→ **Written exercise**:
Reproduce every one of the following entries line for line, with no changes at all.

[Entries from a point annotation set]
****

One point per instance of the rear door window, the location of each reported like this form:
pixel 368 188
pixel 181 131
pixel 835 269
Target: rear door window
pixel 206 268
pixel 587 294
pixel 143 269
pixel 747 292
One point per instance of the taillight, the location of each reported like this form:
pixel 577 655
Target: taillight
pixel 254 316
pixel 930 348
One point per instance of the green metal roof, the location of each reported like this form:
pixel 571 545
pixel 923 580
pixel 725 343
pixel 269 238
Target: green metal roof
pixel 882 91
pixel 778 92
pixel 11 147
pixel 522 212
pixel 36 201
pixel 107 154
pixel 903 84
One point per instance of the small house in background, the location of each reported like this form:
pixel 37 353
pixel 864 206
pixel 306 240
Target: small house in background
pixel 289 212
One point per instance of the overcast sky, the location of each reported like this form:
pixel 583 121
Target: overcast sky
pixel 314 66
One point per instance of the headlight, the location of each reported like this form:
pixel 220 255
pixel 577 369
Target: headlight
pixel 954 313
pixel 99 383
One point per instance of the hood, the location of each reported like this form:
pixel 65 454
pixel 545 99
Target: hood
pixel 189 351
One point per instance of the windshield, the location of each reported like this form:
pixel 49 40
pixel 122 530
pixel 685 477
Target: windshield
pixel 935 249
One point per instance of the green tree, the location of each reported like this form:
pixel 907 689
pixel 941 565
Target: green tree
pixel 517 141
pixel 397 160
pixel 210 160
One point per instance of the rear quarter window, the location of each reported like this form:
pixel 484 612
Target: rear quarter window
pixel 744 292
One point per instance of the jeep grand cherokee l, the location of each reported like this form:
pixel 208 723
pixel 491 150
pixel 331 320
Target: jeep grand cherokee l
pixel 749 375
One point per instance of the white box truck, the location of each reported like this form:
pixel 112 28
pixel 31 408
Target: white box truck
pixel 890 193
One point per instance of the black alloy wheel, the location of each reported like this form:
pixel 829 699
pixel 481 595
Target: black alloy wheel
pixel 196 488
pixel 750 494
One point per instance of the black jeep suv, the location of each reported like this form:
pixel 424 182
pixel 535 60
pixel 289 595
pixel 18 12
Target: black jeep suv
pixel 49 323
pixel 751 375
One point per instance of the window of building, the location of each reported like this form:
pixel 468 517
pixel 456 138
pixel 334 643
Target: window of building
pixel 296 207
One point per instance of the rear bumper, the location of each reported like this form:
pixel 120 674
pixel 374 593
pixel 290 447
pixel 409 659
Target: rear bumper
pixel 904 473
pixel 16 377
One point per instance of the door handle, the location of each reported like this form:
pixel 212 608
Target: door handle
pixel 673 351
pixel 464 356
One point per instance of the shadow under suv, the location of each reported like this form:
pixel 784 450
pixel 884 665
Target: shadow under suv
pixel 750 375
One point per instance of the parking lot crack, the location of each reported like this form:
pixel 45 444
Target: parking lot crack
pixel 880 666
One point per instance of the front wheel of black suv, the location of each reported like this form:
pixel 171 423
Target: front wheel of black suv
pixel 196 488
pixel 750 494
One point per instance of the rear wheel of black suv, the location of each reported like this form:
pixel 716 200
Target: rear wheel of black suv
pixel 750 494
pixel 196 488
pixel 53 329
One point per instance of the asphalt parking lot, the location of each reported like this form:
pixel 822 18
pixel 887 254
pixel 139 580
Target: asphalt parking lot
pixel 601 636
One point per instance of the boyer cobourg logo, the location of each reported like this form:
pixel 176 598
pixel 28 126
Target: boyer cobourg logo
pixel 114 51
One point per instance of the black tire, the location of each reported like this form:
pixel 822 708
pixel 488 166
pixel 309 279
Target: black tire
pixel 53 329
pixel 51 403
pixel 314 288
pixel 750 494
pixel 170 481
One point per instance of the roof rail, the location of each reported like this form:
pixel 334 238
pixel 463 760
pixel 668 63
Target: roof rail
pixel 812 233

****

→ **Finished exercise**:
One point per instance of the rear door window, the location of each reported like this form:
pixel 368 188
pixel 181 131
pixel 835 269
Target: rear door window
pixel 206 268
pixel 587 294
pixel 143 269
pixel 747 292
One point per instance of the taillight, the location of each reported like this form:
pixel 577 655
Target: taillight
pixel 254 316
pixel 930 348
One point per instance of the green metal roof, the location of each reported like this form:
pixel 571 545
pixel 923 580
pixel 725 343
pixel 269 238
Target: green metal roof
pixel 882 91
pixel 778 92
pixel 11 147
pixel 522 212
pixel 36 201
pixel 107 154
pixel 903 84
One point per instance of the small house in background, the location of each reported like this form:
pixel 37 353
pixel 864 206
pixel 306 240
Target: small house in background
pixel 289 212
One point per instance of the overcast sky, the location of each reported like this form:
pixel 583 121
Target: overcast sky
pixel 314 66
One point per instance of the headlight, the location of each reported like this form:
pixel 220 255
pixel 577 369
Target: headlight
pixel 954 313
pixel 99 383
One point per instance of the hood, the location of each reported like this form:
pixel 65 454
pixel 545 99
Target: hood
pixel 189 351
One point per instance of the windshield, the location of each reported like this form:
pixel 49 40
pixel 122 530
pixel 685 477
Target: windshield
pixel 935 249
One point per instance of the green tree, the location of each reported like this form:
pixel 907 689
pixel 941 565
Target: green tree
pixel 517 141
pixel 397 160
pixel 210 160
One point per instance of the rear quarter window, the location of each reported like this form:
pixel 484 612
Target: rear quarter window
pixel 744 292
One point per instance of the jeep grand cherokee l, the location of each reported like this form:
pixel 208 723
pixel 491 150
pixel 331 320
Target: jeep grand cherokee l
pixel 749 375
One point per instance of the white box truck, the location of each reported like this form:
pixel 112 28
pixel 31 408
Target: white box truck
pixel 890 193
One point per instance of the black alloy wheel, the location of each reported like this form:
pixel 829 699
pixel 481 595
Target: black alloy wheel
pixel 196 488
pixel 750 494
One point per instance of the black jeep suv, the location of each reported like this form:
pixel 424 182
pixel 535 60
pixel 289 595
pixel 18 12
Target: black jeep suv
pixel 49 323
pixel 751 375
One point per instance of the window of building, the location of each reported like this form:
pixel 468 517
pixel 456 138
pixel 334 643
Target: window of building
pixel 296 207
One point per instance of the rear bumper, the location of each reported like this form:
pixel 120 674
pixel 374 593
pixel 290 447
pixel 409 659
Target: rear bumper
pixel 904 473
pixel 16 377
One point per instance of the door handle, the location of each reported like this form:
pixel 212 608
Target: door handle
pixel 673 351
pixel 464 356
One point per instance of the shadow under suv, the location of each reported like this form:
pixel 784 450
pixel 884 665
Target: shadow under suv
pixel 750 375
One point per instance of the parking lot crack, the location of each reported like this form:
pixel 45 444
Target: parking lot crack
pixel 880 666
One point per instance of the front wheel of black suv, the location of each reported like this form:
pixel 171 423
Target: front wheel of black suv
pixel 196 488
pixel 750 494
One point per instance of the rear wheel of black suv, the location of each reported like this form:
pixel 716 200
Target: rear wheel of black suv
pixel 750 494
pixel 196 488
pixel 53 329
One point per instance of the asphalt parking lot, the location of each reported like this form:
pixel 822 18
pixel 887 254
pixel 139 580
Target: asphalt parking lot
pixel 601 636
One point per instance of the boyer cobourg logo, the location of each reported like this form:
pixel 176 598
pixel 28 126
Target: boyer cobourg logo
pixel 114 51
One point per instance of the black tire, the location of each reported like this form:
pixel 822 708
pixel 488 166
pixel 309 279
Target: black tire
pixel 53 329
pixel 51 403
pixel 314 288
pixel 750 494
pixel 170 481
One point per instance of the roof rail, the location of each reported like this form:
pixel 334 238
pixel 463 760
pixel 668 63
Target: roof rail
pixel 812 233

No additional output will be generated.